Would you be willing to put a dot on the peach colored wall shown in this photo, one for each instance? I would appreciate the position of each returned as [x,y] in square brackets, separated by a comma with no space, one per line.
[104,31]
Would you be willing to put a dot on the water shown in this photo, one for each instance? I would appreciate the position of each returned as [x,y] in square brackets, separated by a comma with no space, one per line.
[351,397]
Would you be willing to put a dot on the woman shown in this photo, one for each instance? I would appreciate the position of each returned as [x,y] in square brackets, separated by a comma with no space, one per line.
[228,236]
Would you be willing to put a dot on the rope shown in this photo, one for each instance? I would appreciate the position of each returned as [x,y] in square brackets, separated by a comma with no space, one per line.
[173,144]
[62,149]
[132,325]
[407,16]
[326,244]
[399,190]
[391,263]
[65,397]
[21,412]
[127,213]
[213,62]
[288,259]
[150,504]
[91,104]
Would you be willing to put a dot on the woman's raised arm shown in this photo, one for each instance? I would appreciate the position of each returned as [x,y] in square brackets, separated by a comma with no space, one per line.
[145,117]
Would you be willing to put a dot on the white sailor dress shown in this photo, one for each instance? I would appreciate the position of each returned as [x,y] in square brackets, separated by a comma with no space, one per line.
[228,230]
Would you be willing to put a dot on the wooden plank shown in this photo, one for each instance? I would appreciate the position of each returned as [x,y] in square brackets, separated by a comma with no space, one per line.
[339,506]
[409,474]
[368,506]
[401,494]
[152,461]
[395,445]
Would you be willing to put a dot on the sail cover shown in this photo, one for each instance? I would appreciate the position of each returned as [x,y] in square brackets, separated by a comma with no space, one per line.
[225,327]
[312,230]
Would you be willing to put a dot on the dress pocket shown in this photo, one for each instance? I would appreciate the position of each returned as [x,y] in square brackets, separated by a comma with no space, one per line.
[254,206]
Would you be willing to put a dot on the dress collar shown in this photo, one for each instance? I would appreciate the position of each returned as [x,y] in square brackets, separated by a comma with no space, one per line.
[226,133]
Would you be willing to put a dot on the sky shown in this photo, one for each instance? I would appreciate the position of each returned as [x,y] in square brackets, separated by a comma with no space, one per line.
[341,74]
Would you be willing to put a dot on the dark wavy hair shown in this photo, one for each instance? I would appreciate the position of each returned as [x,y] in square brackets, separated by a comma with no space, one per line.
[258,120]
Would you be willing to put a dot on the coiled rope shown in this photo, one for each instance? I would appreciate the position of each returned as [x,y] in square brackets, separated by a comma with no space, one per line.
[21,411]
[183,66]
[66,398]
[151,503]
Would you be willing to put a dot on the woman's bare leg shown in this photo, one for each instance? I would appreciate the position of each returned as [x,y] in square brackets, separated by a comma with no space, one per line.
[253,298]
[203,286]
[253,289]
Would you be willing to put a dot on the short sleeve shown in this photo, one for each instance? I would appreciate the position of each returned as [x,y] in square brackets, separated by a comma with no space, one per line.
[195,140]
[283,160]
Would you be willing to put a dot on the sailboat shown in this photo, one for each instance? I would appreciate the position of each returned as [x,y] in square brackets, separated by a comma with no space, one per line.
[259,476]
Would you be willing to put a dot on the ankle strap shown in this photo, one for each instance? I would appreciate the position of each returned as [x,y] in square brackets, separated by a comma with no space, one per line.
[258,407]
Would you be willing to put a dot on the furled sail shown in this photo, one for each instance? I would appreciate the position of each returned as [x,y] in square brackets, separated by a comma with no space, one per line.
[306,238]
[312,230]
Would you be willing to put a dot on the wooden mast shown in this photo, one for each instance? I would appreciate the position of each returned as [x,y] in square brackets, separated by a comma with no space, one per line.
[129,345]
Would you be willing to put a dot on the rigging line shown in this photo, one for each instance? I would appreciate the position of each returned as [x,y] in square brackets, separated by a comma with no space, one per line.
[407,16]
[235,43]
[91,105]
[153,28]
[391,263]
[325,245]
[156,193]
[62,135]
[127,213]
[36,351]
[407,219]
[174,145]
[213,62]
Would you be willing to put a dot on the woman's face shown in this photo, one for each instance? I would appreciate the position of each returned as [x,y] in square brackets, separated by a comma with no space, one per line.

□ □ □ □ □ □ □

▶ **WHAT TO PRODUCE**
Nothing but the lines from the one with "Would you be willing to put a dot on the rigging" to the last line of the data should appear in the answer, each exactly as it stands.

▶ **RESULT FOR THIS EXERCISE**
Would you be willing to put a dot on the rigging line shown in this photo, one for each instance? I would appreciate the position of each returned as [x,y] in square brackets, separated by a comma with no space, one per line.
[407,16]
[235,43]
[91,105]
[153,28]
[391,263]
[325,245]
[156,193]
[62,135]
[127,213]
[36,351]
[407,219]
[174,145]
[213,62]
Would you be willing to put a dot on the woman's face shown in this photo, one for each instance? I would appreciate the position of each returned as [x,y] in square brackets, separated by a comma with no space, one per line.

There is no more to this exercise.